Vazquez v JRG Realty Corp., 2011 NY Slip Op 01349 (App. Div., 1st 2011)

No appeal lies from the denial of a motion to reargue (DiPasquale v Gutfleish, 74 AD3d 471 [2010]). Supreme Court also properly denied the motion to renew, as the expert affidavit proffered on renewal was available to plaintiffs prior to the summary judgment motion being fully submitted (see e.g. Estate of Brown v Pullman Group, 60 AD3d 481 [2009], lv dismissed and denied 13 NY3d 789 [2009]). In any event, plaintiffs' expert affidavit was speculative, conclusory, and not based on foundational facts, i.e., an exact measurement of the purported defect, and thus was insufficient to create an issue of fact (Pappas v Cherry Cr., Inc., 66 AD3d 658 [2009]).

 

CPLR § 3012; Judiciary Law § 470

 CPLR § 3012 Service of pleadings and demand for complaint
(d) Extension of time to appear or plead

Judiciary Law § 470

Empire Healthchoice Assur., Inc. v Lester, 2011 NY Slip Op 01412 (App. Div., 1st 2011)

Judiciary Law § 470 requires an attorney admitted to practice in New York who is not a New York resident to maintain an office in this state for the practice of law (see Kinder Morgan Energy Partners, LP v Ace Am. Ins. Co., 51 AD3d 580 [2008]; Lichtenstein v Emerson, 251 AD2d 64 [1998]). Failure of counsel to maintain a local office requires striking of a pleading served by such attorney, without prejudice (see Kinder Morgan, 51 AD3d at 580; Neal v Energy Transp. Group, 296 AD2d 339 [2002]). Thus the court was correct in striking defendants' answer.

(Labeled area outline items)

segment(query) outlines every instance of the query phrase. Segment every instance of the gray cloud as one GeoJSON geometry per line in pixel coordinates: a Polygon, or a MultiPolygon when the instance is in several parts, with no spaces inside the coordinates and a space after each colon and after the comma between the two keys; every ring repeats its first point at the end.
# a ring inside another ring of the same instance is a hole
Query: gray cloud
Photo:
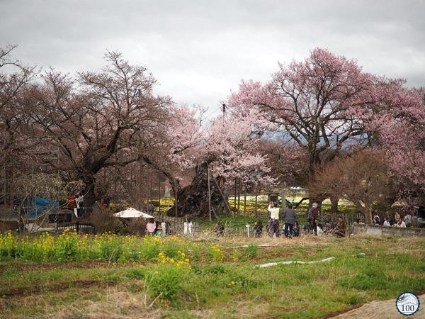
{"type": "Polygon", "coordinates": [[[118,50],[157,91],[211,110],[242,78],[266,81],[315,47],[425,85],[425,1],[4,1],[0,45],[29,65],[98,69],[118,50]]]}

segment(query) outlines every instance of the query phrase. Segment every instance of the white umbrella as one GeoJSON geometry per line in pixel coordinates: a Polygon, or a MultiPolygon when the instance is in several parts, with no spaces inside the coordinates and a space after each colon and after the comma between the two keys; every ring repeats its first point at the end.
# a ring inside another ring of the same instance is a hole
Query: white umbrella
{"type": "Polygon", "coordinates": [[[120,217],[121,218],[137,218],[139,217],[143,217],[144,218],[154,218],[154,216],[151,216],[146,213],[137,211],[132,207],[127,208],[125,211],[115,213],[113,214],[113,216],[115,217],[120,217]]]}

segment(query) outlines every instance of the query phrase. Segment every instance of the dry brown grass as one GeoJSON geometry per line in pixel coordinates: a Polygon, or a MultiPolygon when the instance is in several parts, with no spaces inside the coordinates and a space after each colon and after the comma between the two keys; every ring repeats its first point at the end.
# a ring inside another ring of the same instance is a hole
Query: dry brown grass
{"type": "Polygon", "coordinates": [[[47,317],[94,319],[161,318],[160,310],[152,307],[146,293],[129,292],[123,287],[110,287],[106,292],[100,301],[76,301],[47,317]]]}

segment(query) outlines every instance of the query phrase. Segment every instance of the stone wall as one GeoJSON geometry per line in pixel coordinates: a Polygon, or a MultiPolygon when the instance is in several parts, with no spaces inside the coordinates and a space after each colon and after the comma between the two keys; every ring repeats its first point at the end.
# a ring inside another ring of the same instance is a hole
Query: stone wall
{"type": "Polygon", "coordinates": [[[385,236],[425,237],[425,228],[404,227],[384,227],[367,225],[353,225],[354,234],[378,235],[385,236]]]}

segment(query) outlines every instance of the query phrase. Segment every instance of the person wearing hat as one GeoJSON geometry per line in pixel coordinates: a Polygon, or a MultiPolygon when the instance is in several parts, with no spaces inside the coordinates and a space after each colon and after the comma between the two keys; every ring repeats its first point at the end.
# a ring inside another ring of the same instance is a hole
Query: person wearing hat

_TASK DESCRIPTION_.
Answer these questions using the case excerpts.
1. According to the Vazquez excerpt, does an appeal lie from the denial of a motion to reargue?
2. What does Judiciary Law § 470 require of an attorney admitted to practice in New York who is not a New York resident?
3. In Empire Healthchoice, what did the court strike?
The items play no role in what is asked here.

_RIGHT ANSWER_.
1. No, no appeal lies from the denial of a motion to reargue.
2. The attorney must maintain an office in New York for the practice of law.
3. The court struck the defendants' answer.